TASK REQUIREMENTS
Should the word "blurred" occur in a line of the records, copy that line.

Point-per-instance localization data
● ● ● ● ●

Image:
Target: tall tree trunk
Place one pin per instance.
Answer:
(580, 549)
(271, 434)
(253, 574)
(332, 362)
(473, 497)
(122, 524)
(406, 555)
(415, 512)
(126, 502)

● ● ● ● ●

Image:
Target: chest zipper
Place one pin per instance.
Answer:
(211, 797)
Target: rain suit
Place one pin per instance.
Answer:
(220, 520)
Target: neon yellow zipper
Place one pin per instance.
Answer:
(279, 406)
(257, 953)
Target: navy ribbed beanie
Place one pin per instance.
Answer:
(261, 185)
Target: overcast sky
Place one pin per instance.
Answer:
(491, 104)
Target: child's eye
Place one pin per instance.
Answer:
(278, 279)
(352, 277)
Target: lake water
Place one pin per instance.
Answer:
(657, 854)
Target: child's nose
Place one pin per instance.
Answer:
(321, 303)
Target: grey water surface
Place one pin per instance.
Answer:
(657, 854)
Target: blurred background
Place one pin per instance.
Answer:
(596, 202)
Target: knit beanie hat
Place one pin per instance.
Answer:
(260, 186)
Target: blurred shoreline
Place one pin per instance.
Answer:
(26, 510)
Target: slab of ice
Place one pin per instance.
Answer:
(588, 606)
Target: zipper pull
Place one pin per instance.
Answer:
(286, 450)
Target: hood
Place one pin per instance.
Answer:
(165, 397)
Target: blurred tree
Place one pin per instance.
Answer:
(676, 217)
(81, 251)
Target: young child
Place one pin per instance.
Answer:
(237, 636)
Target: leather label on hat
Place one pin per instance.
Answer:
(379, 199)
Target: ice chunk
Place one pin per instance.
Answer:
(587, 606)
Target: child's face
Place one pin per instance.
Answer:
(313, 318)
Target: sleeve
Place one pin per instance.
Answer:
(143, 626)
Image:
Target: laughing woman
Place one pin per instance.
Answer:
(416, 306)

● ● ● ● ●

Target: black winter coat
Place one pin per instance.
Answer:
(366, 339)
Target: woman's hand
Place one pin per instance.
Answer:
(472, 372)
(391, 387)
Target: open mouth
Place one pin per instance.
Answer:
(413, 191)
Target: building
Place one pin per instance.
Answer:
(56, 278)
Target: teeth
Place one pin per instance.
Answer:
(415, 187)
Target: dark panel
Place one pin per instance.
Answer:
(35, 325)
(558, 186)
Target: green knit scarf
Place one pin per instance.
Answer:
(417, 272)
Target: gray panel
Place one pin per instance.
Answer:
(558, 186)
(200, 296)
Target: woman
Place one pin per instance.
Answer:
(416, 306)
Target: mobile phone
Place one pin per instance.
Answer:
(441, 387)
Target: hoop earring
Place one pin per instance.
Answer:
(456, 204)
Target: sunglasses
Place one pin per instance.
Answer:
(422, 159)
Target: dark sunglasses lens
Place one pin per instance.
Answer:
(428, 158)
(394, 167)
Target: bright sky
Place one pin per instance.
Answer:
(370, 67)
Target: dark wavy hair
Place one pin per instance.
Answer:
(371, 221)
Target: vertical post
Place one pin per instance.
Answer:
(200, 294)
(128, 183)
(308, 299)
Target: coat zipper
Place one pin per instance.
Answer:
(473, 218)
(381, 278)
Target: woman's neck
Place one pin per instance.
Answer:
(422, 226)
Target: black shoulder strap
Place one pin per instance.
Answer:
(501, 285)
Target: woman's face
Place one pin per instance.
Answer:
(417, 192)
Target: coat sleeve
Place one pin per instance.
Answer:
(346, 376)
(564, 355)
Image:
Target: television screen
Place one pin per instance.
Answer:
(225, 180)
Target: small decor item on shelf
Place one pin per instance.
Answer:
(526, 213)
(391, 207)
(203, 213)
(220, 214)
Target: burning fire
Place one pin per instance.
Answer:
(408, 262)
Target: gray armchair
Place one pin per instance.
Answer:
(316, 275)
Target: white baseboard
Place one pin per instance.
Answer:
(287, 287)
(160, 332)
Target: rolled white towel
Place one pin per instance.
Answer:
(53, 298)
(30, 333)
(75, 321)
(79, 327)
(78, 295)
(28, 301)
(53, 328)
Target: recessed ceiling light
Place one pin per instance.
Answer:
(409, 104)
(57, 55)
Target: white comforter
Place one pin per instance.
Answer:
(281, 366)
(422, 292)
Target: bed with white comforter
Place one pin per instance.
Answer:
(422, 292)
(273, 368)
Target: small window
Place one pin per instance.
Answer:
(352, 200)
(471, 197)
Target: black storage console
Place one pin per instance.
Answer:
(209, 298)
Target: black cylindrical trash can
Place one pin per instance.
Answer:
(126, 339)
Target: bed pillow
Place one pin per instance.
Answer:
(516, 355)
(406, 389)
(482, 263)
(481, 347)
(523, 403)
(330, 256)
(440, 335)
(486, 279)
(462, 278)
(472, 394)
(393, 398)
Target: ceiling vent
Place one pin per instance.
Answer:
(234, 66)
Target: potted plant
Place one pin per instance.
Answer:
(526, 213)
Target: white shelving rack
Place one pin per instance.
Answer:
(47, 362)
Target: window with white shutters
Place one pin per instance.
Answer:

● ● ● ● ●

SOLUTION BELOW
Target: blurred background
Target: blurred shoreline
Target: blurred tree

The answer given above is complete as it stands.